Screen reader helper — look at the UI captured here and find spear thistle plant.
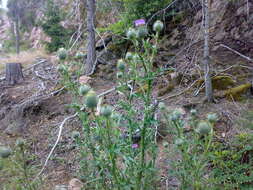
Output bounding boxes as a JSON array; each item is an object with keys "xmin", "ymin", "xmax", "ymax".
[
  {"xmin": 58, "ymin": 20, "xmax": 164, "ymax": 190},
  {"xmin": 160, "ymin": 108, "xmax": 216, "ymax": 189}
]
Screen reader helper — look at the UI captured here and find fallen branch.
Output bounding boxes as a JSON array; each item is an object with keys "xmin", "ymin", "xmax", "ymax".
[
  {"xmin": 35, "ymin": 113, "xmax": 78, "ymax": 179},
  {"xmin": 219, "ymin": 44, "xmax": 253, "ymax": 62},
  {"xmin": 34, "ymin": 85, "xmax": 118, "ymax": 180},
  {"xmin": 159, "ymin": 80, "xmax": 199, "ymax": 101}
]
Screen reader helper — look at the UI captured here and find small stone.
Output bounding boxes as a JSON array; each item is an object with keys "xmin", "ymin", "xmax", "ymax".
[
  {"xmin": 68, "ymin": 178, "xmax": 83, "ymax": 190},
  {"xmin": 54, "ymin": 184, "xmax": 68, "ymax": 190}
]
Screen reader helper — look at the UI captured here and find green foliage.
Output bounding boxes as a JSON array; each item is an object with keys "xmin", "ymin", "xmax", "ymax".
[
  {"xmin": 210, "ymin": 133, "xmax": 253, "ymax": 189},
  {"xmin": 161, "ymin": 109, "xmax": 215, "ymax": 189},
  {"xmin": 59, "ymin": 23, "xmax": 163, "ymax": 189},
  {"xmin": 121, "ymin": 0, "xmax": 171, "ymax": 21},
  {"xmin": 101, "ymin": 0, "xmax": 171, "ymax": 35},
  {"xmin": 0, "ymin": 139, "xmax": 41, "ymax": 190},
  {"xmin": 41, "ymin": 0, "xmax": 72, "ymax": 52}
]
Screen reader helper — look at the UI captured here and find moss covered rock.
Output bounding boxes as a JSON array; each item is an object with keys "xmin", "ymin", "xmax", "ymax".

══════════════════════════════

__TASK DESCRIPTION__
Gather each line of the records holding the string "look".

__ANSWER BELOW__
Screen reader helper — look at the UI captured here and find spear thistle plant.
Screen reader helper — look at the UI captured here and find fallen branch.
Screen reader helper — look at the UI captured here and find small stone.
Screen reader helper — look at the UI captured here and find green foliage.
Screen reader helper — look at the UI captured here and find moss covered rock.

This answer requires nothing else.